**RAW DATA**

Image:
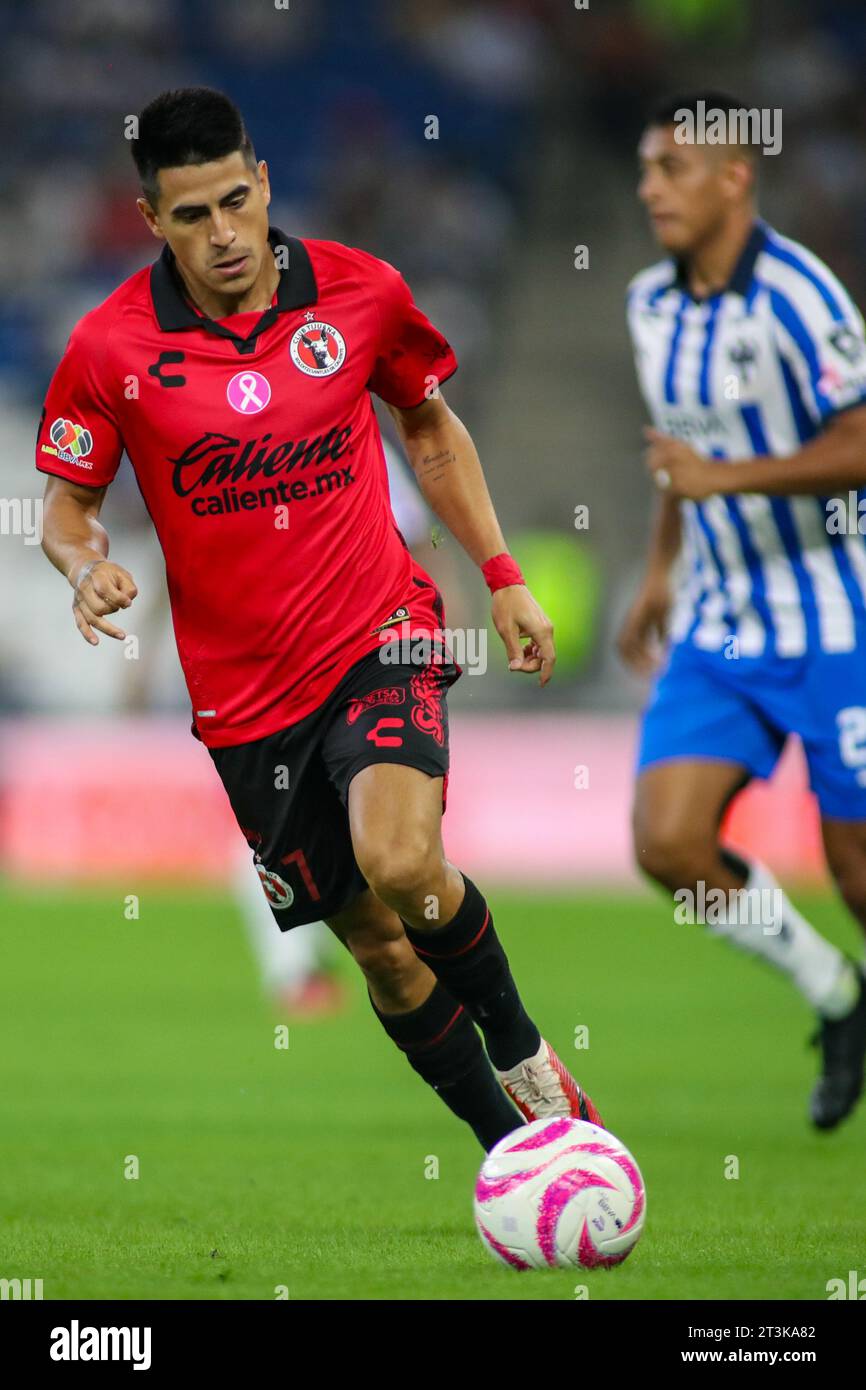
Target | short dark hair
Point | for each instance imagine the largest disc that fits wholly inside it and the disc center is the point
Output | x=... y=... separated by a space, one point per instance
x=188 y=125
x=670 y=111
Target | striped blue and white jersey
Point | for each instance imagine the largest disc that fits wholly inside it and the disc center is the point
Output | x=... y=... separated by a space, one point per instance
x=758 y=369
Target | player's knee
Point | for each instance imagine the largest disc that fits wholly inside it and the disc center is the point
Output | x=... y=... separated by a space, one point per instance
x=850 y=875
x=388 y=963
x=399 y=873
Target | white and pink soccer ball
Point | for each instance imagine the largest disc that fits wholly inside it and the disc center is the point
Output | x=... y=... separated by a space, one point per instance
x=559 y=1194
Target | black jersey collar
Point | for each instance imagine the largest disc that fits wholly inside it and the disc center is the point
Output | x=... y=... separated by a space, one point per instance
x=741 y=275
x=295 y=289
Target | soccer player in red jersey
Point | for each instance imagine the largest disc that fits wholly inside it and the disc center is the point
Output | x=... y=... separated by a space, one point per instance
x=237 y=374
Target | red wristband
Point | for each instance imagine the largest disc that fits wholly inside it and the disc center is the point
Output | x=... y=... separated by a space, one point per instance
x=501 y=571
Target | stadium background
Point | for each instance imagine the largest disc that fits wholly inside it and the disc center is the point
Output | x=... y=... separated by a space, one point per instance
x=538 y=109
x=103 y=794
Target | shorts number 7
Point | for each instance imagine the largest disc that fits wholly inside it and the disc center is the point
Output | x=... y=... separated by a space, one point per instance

**WORK TO COMPLETE**
Please write out all of the lines above again, substituting "shirt" for "jersey" wherever it occurs and leaving everything else unchanged. Omit the pictures.

**RESPONSE**
Image:
Target | short dark hair
Point | for each instance imagine the largest disc that fits wholly inside it and the disc center is the point
Output | x=... y=... separated by a space, one point per instance
x=188 y=125
x=670 y=111
Target | striped blue and white shirt
Point | for each instance imagine the largest disc that fits wholly inside it and the disc center is the point
Output | x=... y=... separated by a space, one point per instance
x=758 y=369
Target | player's knee
Point | for each instance imagine the largest disc that fits wholly inside it and the disc center is the point
Output | x=... y=... separated by a space, one point per instance
x=850 y=875
x=388 y=963
x=399 y=873
Target | white and pink soccer ball
Point | for each instance imagine the largest disc that fits wholly inside it and the disc center is the point
Output | x=... y=... separated by a space, one point per instance
x=559 y=1194
Target | black shirt collar
Point | for each instance imagine the largest disc that fits wholly inside it and the disc center is the point
Output | x=... y=... separated by a space, one point per instance
x=741 y=275
x=295 y=289
Target | soccer player in red shirt
Point | for each instance imagine the largest disc that fits wholly inside it and the disc center is the point
Output | x=... y=... separated by a space, one point per instance
x=237 y=374
Target | red wristband
Point | for each instance imagine the largest disc that fits wholly inside it and the disc center is the point
Output | x=... y=... separated by a space, one point per instance
x=501 y=571
Target | stadium background
Point | for each instance imagine the largest disc that fits wholly inside it and the disc center is the point
Output | x=... y=... separated by a space, one point per instance
x=538 y=109
x=103 y=794
Target | shorts number 7
Point | for each instance imagine the largest disc that fits wholly inside it and the disc center is the point
Output | x=... y=... separated by a space, one point per instance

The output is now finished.